» TEXT EXCERPT
— Start —

Voices of Diversity.
The Ensemble Wiener Collage and the composers amongst its members
The Ensemble Wiener Collage was established with the aim of achieving a symbiosis between composition and performance. The ensemble’s founders were opposed to the split between performers and composers that had taken hold of the music world from the 19th century onwards. They wanted to use their sphere of influence to bridge the gap between composers and performers, and move away from the tendency of the two camps to view each other with mutual incomprehension and disinterest.
The ensemble was established by three composers living in Vienna, who were also among the first members of its supporting association. Over a period of many years, it has been possible to attract a main group of outstanding instrumentalists, to explore the possibilities of interaction, and to achieve the convergence of highly intelligent and self‐confident individuals into a unified body of sound. The search for composers with their own ideas that could be linked to the ensemble through recurring performances and commissions led to exciting and invaluable results. The ensemble was not meant to serve a specific group of composers and their aesthetics—the founding members were too different in their own compositional work for that to take place. Rather, composers should correspond in their own way to the ensemble’s aesthetic, which comprises the following criteria: openness, diversity of compositional ideas, total commitment to one’s own work, and an independent artistic development. The outsider, almost cultlike status that the new music scene occupies in Austria, was not an obstacle to these aims.

— End —

» Stored items from a collection
— Start —

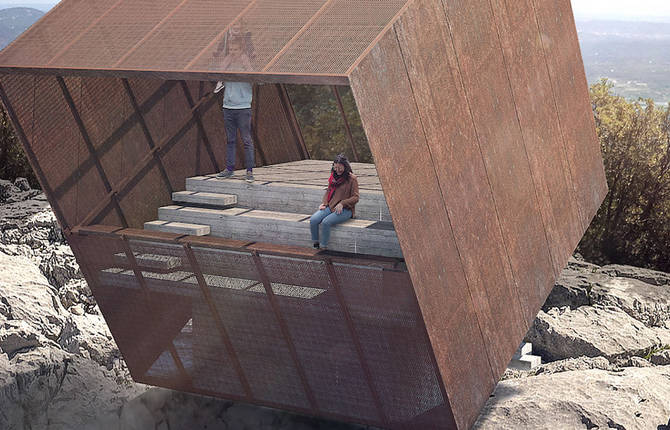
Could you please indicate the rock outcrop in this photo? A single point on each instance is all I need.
(605, 335)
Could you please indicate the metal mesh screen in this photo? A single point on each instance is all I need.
(339, 338)
(267, 26)
(113, 150)
(337, 37)
(191, 26)
(55, 32)
(309, 40)
(114, 33)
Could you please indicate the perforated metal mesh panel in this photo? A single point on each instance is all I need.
(341, 338)
(309, 40)
(113, 150)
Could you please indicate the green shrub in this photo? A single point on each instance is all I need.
(633, 224)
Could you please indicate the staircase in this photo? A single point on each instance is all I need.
(276, 211)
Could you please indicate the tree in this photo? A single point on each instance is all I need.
(13, 163)
(633, 223)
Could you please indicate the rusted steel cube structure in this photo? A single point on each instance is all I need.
(478, 118)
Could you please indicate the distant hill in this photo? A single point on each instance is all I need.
(14, 21)
(634, 55)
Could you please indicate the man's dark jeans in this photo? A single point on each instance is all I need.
(235, 119)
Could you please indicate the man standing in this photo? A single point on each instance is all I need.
(237, 109)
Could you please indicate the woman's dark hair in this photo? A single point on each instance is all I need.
(342, 159)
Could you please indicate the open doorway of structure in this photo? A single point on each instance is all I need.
(276, 207)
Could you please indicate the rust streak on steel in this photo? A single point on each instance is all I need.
(254, 124)
(147, 133)
(379, 37)
(123, 186)
(220, 35)
(80, 35)
(91, 149)
(32, 158)
(285, 331)
(431, 352)
(356, 341)
(145, 290)
(295, 125)
(198, 121)
(346, 122)
(296, 36)
(204, 289)
(150, 33)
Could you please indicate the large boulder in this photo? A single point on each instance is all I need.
(648, 276)
(590, 331)
(634, 398)
(27, 296)
(638, 292)
(647, 303)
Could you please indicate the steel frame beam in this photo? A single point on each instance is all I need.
(147, 133)
(91, 150)
(32, 159)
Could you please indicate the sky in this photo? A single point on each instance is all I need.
(639, 10)
(623, 9)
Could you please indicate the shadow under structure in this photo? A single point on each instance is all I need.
(487, 170)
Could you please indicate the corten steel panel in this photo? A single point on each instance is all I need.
(461, 172)
(538, 118)
(336, 38)
(499, 136)
(408, 175)
(564, 60)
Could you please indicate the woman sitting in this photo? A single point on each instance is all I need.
(338, 202)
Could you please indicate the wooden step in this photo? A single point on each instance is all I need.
(178, 227)
(286, 197)
(150, 261)
(204, 198)
(355, 235)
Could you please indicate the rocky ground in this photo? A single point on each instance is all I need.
(604, 335)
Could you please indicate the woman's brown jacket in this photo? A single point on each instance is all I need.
(346, 193)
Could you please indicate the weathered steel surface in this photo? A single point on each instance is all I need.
(349, 332)
(544, 148)
(411, 186)
(570, 90)
(452, 144)
(499, 137)
(94, 150)
(312, 41)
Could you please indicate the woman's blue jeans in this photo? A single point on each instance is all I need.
(327, 219)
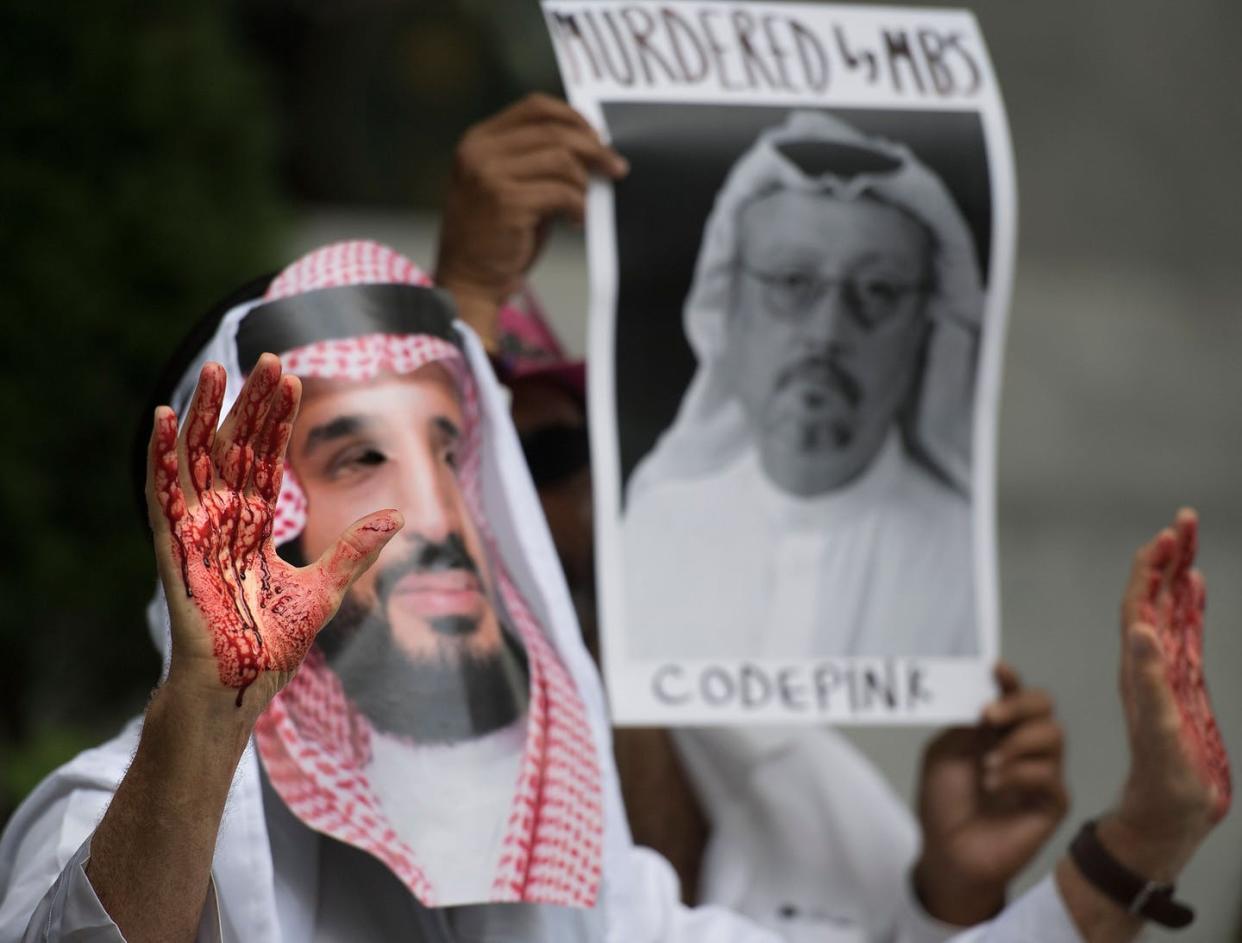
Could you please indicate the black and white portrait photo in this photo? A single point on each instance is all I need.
(811, 496)
(797, 298)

— End —

» ACTIONS TO TAKE
A - Decide whether each statement agrees with the text on the Ensemble Wiener Collage: (i) the ensemble was founded by three composers living in Vienna; (ii) the ensemble was meant to serve a specific group of composers and their aesthetics; (iii) the status of new music in Austria was an obstacle to the ensemble's aims. Answer yes or no for each and quote the deciding words.
B - From the text on the Ensemble Wiener Collage, write out the passage starting at "Voices of Diversity." and ending at "incomprehension and disinterest.".
C - According to the text on the Ensemble Wiener Collage, which criteria make up the ensemble's aesthetic?
These records were taken from a different source than the text.

» ANSWERS BY TASK
A -
(i) Yes: "The ensemble was established by three composers living in Vienna"
(ii) No: "The ensemble was not meant to serve a specific group of composers and their aesthetics"
(iii) No: "The outsider, almost cultlike status that the new music scene occupies in Austria, was not an obstacle to these aims."

B -
Voices of Diversity.
The Ensemble Wiener Collage and the composers amongst its members
The Ensemble Wiener Collage was established with the aim of achieving a symbiosis between composition and performance. The ensemble’s founders were opposed to the split between performers and composers that had taken hold of the music world from the 19th century onwards. They wanted to use their sphere of influence to bridge the gap between composers and performers, and move away from the tendency of the two camps to view each other with mutual incomprehension and disinterest.

C - Openness, diversity of compositional ideas, total commitment to one's own work, and an independent artistic development.